■ Source
Yes, because it is so raw and amazing to work in these historically invested spaces and to also have a completely blank slate. It is not a white cube and something happens to the work because of that; it becomes transient yet devoted to the space. You experience the buildings as much as the art. The view to the sea, the boats ferrying past, the ship building docks with their gigantic gantries, the islands in the distance and all around you the debris and residue of Indian, Portuguese, Arab and Chinese travellers and their trade.
It is also different to other biennales. Many rooms have their own authority and autonomy, and the artists have claimed it as a space of intervention, which is interesting. And it’s an artist-curated biennale.
Most of the artists, if they could, came to the site in preparation for the biennale. Especially if they were looking at making works that would be specific to the space. I do that anyway for a lot of my work. I like to consider the architecture and the narrative of a space … it’s a process that helps how the work manifests. I like to respond to a space like I would a person—the way they speak and change or I sense them and that process gives each work its own gravitas, unique to that particular exhibition.
When I came to the site, I was already making these triangles and the counter balance protractors in my studio. They had been going on for a year and a half, and when Jitish invited me to be part of the biennale I was excited, because I read his curatorial note. I was really interested in developing this piece and the context of Kochi added to the work and its considerations. I then spent a year researching. I went up to Everest’s house in Mussoorie where I made a film, spent some time at the Survey of India Museum. I was collecting and looking at objects, such as calibrators and theodolites (a precision instrument for measuring angles in the horizontal and vertical planes) and all sorts of wonderful measuring and calibrated instruments and materials. You have to edit hard what’s in your head and around; so much noise at the periphery is unnecessary … just to get to the places that you want to with the work.

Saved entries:

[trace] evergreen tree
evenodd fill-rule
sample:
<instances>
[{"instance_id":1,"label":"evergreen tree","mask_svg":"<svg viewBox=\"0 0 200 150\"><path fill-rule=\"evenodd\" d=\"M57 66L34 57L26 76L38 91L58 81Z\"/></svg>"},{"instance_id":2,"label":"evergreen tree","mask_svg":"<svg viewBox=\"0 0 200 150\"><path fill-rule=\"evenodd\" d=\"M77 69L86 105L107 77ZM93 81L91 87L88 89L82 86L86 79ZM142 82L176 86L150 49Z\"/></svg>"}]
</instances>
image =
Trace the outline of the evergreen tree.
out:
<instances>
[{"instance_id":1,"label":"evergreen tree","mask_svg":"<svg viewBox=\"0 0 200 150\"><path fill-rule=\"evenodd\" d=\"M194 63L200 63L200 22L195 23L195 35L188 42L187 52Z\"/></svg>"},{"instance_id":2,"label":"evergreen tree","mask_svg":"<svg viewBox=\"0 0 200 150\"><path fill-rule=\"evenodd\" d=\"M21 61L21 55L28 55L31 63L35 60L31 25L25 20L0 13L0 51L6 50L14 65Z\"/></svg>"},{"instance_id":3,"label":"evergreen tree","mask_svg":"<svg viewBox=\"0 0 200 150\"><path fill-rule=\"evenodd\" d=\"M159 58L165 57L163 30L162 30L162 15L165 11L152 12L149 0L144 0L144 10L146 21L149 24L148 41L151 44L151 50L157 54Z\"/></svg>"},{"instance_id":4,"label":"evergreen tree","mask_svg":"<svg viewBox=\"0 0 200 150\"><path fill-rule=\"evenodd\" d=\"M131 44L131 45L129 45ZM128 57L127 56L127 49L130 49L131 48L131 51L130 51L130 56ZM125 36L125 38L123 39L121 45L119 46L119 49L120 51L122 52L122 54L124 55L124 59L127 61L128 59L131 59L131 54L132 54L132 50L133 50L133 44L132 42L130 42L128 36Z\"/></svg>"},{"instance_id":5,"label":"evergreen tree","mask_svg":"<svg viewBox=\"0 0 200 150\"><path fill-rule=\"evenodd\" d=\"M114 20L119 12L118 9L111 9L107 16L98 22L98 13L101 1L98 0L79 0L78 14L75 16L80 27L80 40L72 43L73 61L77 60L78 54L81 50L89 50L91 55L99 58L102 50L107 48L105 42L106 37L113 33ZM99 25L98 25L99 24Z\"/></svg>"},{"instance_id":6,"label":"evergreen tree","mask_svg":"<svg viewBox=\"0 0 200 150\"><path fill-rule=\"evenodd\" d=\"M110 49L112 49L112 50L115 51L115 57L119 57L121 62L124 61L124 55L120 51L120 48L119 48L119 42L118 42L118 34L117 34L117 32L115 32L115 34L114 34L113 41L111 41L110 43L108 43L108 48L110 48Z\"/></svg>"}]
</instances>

■ Exercise set
a: Update the biennale interview between "It is also different" and "an artist-curated biennale.", inclusive, putting "artist-led" in place of "artist-curated".
b: In the biennale interview, where did the speaker make a film during the year of research?

■ Full solutions
a:
It is also different to other biennales. Many rooms have their own authority and autonomy, and the artists have claimed it as a space of intervention, which is interesting. And it’s an artist-led biennale.

b: At Everest's house in Mussoorie.